* WHAT YOU NEED TO DO:
Find every amount stated in billions in the passage about Coolidge below, and list them all.

* SOURCE TEXT:
-- begin --
However, personal grief did not deter him from doing his job.  During his term in office he slashed spending and vetoed 50 bills.  That veto total is truly remarkable when it is remembered that Coolidge’s Republican party controlled Congress each year during his term.  Why he vetoed these pieces of legislation can be summed up in this quotation:

Of course, a good many proposals are made by people that have very excellent things that they would like to have the Government do, but they come from people that have no responsibility for providing ways and means by which their proposals can be carried out. I don’t think in all my experience, which has been very large with people that come before me in and out of Government with proposals for spending money, I have ever had any proposal from anyone as to what could be done to save any money. Sometimes linked with the proposal for an immediate large expenditure is the suggestion that it ultimately will result in a saving. I think that is about the extent of the outside assistance I have had in that direction.

Coolidge reduced the national debt from 22.3 billion to 16.9 billion.  This was at a time when total revenue for the government was approximately four billion a year.  He accomplished this while reducing taxes three times during his administration.  By the ending of his term only the richest 2% of Americans paid any federal income tax.

He cut Federal spending to the bone.  For Coolidge this was not just a fiscal matter, but a moral matter:

I favor the policy of economy, not because I wish to save money, but because I wish to save people. The men and women of this country who toil are the ones who bear the cost of the Government. Every dollar that we carelessly waste means that their life will be so much the more meager. Every dollar that we prudently save means that their life will be so much the more abundant. Economy is idealism in its most practical form.

During his term in office the American people enjoyed a wave of prosperity unprecedented in either American history or the history of the World.  However, Coolidge did not view prosperity as an end in itself:

Prosperity is only an instrument to be used, not a deity to be worshiped.

Contrary to the spirit abroad in this country today, Coolidge was quite clear that people could not look to government to better their lives:

The people cannot look to legislation generally for success. Industry, thrift, character, are not conferred by act or resolve. Government cannot relieve from toil. It can provide no substitute for the rewards of service. It can, of course, care for the defective and recognize distinguished merit. The normal must care for themselves. Self-government means self-support.

The Ku Klux Klan, at the height of its power, was a force to be reckoned with during Coolidge’s term, and Coolidge made it clear where he stood.  Addressing the Holy Name Society in Washington, Coolidge said:

Something in all human beings makes them want to do the right thing. Not that this desire always prevails; oftentimes it is overcome and they turn towards evil. But some power is always calling them back. Ever there comes a resistance to wrongdoing. When bad conditions begin to accumulate, when forces of darkness become prevalent, always they are ultimately doomed to fail as the better angels of our nature are roused to resistance.
-- end --
Items listed in a dataset:
-- begin --
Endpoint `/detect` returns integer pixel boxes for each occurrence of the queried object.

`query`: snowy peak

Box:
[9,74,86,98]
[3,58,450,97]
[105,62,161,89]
-- end --
* THE ANSWER:
22.3 billion
16.9 billion
four billion